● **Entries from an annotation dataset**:
────────────────────

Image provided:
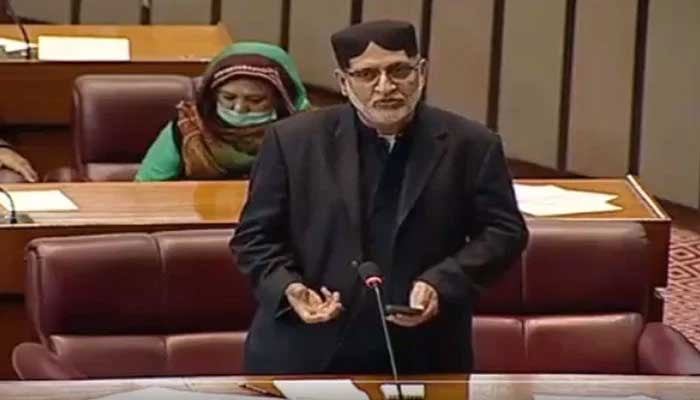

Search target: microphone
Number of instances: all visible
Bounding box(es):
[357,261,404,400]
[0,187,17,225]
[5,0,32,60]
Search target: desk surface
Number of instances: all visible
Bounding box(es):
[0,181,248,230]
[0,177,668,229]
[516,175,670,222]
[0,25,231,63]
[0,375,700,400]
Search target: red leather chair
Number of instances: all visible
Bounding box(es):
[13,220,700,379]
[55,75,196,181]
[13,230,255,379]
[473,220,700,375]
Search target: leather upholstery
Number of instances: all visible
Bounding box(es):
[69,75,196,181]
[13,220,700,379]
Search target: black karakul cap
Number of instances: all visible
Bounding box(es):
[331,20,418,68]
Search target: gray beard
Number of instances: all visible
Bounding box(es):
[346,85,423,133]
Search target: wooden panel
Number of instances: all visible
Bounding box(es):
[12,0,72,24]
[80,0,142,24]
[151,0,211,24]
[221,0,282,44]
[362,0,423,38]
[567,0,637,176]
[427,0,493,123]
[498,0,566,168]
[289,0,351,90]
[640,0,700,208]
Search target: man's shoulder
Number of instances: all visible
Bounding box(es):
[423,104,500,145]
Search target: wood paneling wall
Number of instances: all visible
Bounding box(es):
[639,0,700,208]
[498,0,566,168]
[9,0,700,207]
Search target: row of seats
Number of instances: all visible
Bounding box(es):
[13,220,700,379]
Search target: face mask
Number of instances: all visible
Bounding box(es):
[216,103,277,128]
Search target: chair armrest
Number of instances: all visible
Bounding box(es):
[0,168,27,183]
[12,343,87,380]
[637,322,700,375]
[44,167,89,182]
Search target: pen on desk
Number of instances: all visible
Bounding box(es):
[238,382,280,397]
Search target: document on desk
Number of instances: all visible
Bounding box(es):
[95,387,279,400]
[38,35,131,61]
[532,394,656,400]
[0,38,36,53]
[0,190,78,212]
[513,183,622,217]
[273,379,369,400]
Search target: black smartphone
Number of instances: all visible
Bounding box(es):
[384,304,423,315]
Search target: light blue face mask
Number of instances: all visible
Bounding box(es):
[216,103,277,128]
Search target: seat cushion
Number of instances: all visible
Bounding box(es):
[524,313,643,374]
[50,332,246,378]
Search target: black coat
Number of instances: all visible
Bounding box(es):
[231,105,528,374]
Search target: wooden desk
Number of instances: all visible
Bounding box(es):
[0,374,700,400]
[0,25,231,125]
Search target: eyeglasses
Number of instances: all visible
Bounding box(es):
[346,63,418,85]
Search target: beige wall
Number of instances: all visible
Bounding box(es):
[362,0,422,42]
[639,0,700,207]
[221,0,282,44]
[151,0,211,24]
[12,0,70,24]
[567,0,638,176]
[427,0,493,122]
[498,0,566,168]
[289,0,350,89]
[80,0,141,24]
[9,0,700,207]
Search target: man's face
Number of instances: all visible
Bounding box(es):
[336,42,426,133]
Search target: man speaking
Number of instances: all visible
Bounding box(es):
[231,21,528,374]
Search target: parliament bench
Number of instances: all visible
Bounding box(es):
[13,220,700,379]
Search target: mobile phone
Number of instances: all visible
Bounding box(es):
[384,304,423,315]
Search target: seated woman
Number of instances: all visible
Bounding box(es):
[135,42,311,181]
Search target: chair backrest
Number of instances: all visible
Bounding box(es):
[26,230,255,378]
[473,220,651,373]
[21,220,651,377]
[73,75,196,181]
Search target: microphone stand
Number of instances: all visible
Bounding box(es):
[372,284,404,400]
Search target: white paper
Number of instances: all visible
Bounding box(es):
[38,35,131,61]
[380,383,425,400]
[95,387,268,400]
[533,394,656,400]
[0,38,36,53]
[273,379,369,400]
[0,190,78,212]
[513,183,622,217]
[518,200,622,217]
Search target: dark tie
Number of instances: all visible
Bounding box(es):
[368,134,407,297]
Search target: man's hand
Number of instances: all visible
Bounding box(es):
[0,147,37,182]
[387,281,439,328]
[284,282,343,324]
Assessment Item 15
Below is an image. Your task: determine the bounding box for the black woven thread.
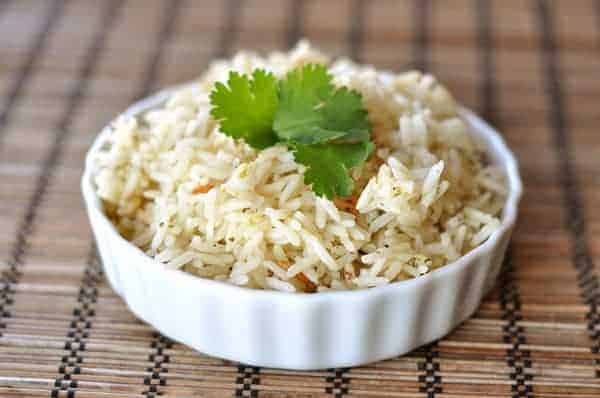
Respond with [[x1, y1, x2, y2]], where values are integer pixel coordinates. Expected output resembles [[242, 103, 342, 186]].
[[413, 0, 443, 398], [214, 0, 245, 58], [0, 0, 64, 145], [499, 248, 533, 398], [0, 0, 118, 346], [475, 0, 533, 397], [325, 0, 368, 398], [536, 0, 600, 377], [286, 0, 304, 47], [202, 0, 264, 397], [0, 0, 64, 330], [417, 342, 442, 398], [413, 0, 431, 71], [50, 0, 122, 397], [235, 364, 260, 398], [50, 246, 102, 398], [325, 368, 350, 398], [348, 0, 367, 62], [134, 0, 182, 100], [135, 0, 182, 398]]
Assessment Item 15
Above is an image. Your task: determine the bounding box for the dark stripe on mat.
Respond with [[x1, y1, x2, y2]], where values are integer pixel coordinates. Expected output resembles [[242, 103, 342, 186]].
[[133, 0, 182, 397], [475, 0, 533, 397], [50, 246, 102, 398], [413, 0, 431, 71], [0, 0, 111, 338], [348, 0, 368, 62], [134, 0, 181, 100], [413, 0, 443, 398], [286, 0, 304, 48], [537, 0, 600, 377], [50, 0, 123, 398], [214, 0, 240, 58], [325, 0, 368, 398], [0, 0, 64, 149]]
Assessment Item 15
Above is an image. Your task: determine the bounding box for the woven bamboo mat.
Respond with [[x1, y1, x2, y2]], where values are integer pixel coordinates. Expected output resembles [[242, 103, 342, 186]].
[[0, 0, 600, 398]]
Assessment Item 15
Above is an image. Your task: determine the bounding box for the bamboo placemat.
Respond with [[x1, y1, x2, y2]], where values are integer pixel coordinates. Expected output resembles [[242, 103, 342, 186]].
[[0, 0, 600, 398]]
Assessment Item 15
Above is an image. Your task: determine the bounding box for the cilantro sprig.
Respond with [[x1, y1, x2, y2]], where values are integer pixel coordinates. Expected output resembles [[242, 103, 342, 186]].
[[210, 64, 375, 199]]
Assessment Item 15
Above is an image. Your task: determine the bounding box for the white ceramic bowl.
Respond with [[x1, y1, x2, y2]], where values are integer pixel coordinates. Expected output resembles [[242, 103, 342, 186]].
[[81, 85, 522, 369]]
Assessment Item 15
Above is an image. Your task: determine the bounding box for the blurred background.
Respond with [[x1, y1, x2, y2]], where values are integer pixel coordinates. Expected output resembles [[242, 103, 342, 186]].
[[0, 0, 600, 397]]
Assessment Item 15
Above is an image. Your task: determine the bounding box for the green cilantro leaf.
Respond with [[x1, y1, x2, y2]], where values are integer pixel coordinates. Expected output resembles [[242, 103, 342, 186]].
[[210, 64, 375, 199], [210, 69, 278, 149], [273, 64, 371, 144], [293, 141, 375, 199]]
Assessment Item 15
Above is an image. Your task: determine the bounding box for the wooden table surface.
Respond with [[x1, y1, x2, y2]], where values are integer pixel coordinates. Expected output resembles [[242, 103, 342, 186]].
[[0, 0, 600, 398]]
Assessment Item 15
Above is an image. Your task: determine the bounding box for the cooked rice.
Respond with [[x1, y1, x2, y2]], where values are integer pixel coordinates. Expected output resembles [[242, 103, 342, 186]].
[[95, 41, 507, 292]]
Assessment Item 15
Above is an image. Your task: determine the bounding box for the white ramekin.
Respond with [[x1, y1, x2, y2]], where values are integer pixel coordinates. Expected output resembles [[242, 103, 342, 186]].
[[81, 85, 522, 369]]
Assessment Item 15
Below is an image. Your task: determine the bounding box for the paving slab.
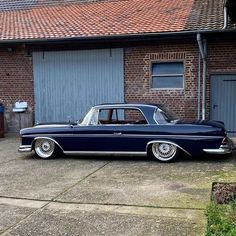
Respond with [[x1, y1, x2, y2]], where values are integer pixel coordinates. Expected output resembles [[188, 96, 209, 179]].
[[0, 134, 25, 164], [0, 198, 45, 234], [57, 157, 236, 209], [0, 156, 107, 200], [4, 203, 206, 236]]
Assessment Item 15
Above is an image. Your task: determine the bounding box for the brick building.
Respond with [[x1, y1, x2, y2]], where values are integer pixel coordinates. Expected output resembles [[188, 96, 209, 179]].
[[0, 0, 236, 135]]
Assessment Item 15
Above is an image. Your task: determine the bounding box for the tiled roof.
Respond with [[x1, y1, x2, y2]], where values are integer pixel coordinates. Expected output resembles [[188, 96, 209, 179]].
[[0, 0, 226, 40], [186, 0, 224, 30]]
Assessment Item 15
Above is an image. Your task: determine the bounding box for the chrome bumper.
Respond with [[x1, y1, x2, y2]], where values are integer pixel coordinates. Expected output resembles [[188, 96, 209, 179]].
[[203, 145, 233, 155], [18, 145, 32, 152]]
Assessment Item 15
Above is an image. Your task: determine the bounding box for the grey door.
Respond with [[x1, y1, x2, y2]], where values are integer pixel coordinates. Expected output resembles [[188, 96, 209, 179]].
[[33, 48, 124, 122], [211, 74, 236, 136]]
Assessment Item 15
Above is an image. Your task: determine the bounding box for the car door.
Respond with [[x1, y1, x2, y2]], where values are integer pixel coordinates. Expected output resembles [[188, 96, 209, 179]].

────────────────────

● **EXERCISE INSTRUCTIONS**:
Please return the lines of the material above, copied without any change, beginning with the line containing "Search target: seated woman" and ending with the line containing "[372,284,404,400]", both of those lines included.

● **EXERCISE RESPONSE**:
Search target: seated woman
Number of instances: all visible
Bounding box(es):
[135,42,311,181]
Search target: chair backrest
Number of instances: all visible
Bounding box(es):
[26,230,255,378]
[473,220,651,373]
[21,220,651,377]
[73,75,196,181]
Search target: microphone stand
Number of instances: all visible
Bounding box(es):
[372,284,404,400]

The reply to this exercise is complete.